▸ What the task requires: Pull every line with the word "number" out of the entries below.

Stored data entries
--------------------

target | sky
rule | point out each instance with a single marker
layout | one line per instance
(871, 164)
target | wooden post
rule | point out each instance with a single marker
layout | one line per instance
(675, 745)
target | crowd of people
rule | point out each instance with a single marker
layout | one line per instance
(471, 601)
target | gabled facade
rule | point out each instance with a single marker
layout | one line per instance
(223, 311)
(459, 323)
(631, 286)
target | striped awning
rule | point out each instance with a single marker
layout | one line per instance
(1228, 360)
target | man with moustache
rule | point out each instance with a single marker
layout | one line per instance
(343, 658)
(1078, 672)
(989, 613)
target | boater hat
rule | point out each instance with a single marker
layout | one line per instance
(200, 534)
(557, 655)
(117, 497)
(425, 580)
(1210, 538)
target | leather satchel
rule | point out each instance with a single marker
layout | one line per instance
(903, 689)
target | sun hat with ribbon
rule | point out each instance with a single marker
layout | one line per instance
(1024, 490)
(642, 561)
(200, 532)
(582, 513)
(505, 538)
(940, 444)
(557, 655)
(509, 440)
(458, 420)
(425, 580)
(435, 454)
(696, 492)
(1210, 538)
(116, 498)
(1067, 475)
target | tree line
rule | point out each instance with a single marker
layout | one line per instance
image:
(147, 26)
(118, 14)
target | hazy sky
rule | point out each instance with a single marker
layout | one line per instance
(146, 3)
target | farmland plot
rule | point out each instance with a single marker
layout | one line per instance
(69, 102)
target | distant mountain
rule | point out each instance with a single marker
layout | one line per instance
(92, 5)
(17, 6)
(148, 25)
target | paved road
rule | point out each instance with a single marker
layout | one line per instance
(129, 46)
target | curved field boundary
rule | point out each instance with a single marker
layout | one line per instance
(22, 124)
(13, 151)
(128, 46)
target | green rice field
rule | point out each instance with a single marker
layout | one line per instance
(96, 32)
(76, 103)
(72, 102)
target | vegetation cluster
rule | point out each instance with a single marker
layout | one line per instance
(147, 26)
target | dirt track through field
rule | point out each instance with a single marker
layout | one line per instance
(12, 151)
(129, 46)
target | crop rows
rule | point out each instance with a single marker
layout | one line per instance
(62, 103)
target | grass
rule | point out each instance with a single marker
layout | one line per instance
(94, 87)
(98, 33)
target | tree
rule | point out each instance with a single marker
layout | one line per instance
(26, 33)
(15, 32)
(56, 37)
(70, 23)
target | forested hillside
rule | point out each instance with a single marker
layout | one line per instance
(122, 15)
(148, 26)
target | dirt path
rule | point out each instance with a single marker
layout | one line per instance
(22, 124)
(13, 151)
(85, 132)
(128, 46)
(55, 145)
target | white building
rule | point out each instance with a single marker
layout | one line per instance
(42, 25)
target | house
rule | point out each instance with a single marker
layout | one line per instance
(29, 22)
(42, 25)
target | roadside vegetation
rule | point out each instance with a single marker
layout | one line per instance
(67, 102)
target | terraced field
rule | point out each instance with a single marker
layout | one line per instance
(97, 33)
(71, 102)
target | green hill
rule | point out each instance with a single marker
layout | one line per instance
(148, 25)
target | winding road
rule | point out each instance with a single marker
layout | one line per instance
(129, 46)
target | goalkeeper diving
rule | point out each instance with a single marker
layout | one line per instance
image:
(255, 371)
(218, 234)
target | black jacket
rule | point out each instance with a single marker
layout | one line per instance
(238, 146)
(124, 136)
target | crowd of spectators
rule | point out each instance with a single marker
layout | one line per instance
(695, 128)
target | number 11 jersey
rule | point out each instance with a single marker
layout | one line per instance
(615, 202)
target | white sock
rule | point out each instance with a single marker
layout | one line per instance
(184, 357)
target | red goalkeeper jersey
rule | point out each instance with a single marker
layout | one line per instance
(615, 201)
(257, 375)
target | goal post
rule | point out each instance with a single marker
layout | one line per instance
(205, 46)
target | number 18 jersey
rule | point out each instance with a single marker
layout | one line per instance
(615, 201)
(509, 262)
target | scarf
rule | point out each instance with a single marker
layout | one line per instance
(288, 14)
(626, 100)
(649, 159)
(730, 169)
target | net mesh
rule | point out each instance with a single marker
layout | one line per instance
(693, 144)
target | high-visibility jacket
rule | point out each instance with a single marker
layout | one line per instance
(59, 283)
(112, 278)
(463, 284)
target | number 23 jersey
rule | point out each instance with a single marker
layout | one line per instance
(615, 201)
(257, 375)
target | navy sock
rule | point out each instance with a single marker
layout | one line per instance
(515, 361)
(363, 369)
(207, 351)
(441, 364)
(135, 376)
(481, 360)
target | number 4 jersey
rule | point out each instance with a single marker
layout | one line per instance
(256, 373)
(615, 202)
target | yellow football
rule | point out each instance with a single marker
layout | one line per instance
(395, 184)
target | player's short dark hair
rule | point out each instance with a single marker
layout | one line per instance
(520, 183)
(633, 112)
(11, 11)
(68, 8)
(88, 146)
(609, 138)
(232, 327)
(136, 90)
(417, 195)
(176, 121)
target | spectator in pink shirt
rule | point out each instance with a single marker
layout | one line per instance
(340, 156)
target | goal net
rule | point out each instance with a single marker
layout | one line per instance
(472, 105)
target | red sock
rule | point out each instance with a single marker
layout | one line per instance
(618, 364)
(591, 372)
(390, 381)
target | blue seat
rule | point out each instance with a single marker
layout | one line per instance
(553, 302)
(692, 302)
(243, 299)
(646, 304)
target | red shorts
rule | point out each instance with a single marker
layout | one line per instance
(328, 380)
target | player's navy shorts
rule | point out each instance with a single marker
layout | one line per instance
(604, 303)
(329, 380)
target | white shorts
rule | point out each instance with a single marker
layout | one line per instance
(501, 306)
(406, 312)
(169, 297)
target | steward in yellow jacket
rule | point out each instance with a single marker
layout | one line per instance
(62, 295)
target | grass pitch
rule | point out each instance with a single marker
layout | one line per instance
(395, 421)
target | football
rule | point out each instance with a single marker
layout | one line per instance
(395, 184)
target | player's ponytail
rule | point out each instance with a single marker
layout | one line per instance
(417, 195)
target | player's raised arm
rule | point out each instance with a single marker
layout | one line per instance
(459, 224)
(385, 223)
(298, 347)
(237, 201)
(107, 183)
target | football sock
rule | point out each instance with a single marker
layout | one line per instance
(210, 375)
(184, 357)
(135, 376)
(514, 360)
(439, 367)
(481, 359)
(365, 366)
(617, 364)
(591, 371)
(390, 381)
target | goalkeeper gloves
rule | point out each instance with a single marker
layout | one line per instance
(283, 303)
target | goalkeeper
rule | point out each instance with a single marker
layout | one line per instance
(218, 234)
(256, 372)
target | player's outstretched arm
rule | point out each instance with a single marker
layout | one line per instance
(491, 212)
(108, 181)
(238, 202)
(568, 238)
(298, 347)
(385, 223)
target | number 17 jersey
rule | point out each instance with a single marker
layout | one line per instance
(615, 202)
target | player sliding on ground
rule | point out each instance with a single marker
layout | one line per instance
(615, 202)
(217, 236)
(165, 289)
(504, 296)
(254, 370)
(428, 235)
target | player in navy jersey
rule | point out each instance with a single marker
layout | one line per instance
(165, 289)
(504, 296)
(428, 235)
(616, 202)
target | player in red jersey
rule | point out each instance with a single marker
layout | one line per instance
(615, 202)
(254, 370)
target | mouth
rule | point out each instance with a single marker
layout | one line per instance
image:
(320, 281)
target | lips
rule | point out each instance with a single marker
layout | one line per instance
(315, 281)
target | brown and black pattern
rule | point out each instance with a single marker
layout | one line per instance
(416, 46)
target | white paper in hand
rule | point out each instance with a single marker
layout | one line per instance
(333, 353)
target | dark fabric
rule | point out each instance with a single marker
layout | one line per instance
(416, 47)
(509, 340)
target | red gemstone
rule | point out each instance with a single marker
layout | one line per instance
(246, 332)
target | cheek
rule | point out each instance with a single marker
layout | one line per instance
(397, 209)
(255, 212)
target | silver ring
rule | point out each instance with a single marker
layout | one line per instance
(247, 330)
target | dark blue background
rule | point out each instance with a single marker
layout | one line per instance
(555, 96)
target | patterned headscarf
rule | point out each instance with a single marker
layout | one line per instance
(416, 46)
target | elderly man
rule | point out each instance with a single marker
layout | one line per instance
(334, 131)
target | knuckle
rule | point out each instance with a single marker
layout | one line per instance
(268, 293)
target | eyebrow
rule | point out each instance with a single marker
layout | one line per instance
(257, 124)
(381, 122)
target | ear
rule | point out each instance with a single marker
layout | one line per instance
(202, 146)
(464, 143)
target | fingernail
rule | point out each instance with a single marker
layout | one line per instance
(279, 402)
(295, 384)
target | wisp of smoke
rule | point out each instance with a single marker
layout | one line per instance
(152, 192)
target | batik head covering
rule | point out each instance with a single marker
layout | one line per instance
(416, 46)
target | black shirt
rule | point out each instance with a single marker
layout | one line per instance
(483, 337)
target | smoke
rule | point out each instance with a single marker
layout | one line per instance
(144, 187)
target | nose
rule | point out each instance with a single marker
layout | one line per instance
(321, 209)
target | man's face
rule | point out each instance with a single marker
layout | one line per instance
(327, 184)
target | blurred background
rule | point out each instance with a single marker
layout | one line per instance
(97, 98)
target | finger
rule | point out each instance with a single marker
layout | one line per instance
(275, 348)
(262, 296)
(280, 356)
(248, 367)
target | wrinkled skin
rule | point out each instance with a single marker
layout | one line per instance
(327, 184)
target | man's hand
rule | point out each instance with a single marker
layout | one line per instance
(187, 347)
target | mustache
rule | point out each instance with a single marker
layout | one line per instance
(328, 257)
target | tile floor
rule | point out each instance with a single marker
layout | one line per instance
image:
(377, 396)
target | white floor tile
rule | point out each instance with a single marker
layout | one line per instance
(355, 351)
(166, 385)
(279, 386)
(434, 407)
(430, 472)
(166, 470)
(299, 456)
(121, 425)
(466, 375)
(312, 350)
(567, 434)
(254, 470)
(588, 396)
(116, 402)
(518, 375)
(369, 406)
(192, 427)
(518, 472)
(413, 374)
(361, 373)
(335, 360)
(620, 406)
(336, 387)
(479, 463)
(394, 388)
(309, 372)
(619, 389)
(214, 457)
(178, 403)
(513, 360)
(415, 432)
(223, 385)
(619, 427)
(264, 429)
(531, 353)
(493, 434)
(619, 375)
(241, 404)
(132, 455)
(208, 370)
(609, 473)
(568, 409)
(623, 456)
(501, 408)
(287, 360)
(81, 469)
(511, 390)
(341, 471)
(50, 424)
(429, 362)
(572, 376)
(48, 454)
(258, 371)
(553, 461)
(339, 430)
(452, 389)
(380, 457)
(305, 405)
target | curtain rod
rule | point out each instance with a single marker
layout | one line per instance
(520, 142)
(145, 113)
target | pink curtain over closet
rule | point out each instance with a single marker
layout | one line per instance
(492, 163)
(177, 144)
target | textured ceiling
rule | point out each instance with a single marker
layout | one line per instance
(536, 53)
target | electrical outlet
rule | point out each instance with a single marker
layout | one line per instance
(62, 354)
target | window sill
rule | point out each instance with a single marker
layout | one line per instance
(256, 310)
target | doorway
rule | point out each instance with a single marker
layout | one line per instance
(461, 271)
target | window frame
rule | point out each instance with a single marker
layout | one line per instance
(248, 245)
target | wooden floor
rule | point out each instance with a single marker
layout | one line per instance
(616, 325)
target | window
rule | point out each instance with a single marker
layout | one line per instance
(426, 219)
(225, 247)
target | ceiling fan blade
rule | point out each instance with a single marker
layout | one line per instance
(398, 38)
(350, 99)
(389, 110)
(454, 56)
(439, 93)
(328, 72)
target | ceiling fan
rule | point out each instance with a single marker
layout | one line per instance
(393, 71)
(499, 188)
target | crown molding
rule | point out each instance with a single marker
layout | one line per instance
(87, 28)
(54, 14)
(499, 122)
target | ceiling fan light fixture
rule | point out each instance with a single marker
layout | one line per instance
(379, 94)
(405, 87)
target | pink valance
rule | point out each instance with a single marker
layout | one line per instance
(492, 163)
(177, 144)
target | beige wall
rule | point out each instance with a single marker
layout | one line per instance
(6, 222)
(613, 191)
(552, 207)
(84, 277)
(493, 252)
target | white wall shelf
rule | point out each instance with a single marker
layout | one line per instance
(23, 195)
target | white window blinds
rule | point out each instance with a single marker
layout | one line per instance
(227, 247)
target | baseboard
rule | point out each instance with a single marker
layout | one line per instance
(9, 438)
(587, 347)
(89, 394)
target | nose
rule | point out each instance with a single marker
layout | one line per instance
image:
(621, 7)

--------------------

▸ Written response:
target | number 11 jersey
target | number 18 jersey
target | number 23 jersey
target | number 4 jersey
target | number 17 jersey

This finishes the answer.